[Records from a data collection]
*-*-*
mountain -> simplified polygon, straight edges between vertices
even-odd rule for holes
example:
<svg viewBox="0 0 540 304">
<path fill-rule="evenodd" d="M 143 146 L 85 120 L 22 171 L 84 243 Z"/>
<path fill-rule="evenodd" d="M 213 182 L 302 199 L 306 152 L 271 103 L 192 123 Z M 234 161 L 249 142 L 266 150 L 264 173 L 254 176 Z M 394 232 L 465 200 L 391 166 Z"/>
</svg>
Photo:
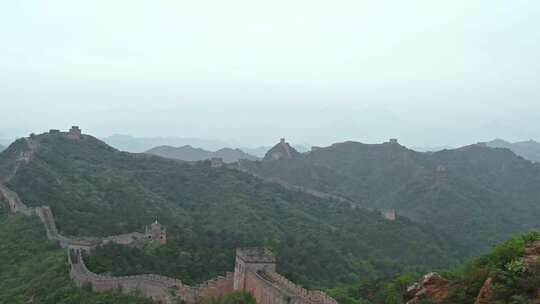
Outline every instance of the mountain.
*-*-*
◆ Directions:
Rewrite the material above as a Markdown table with the columns "No." and "Line," numbering each row and skipping blank lines. Leave the pictures out of your table.

◆ The answer:
| No. | Line |
|---|---|
| 1 | mountain -> simplified polygon, straight edges between vertices |
| 2 | even-odd rule for holes |
| 3 | example: |
| 4 | <svg viewBox="0 0 540 304"> |
| 5 | <path fill-rule="evenodd" d="M 143 146 L 85 120 L 22 171 L 84 243 Z"/> |
| 6 | <path fill-rule="evenodd" d="M 213 182 L 302 199 L 306 152 L 271 103 L 192 123 Z M 234 161 L 249 142 L 266 150 L 264 173 L 254 176 Z M 394 232 L 465 200 L 391 166 Z"/> |
| 7 | </svg> |
| 8 | Photo: |
| 9 | Outline every instance of the mountain. |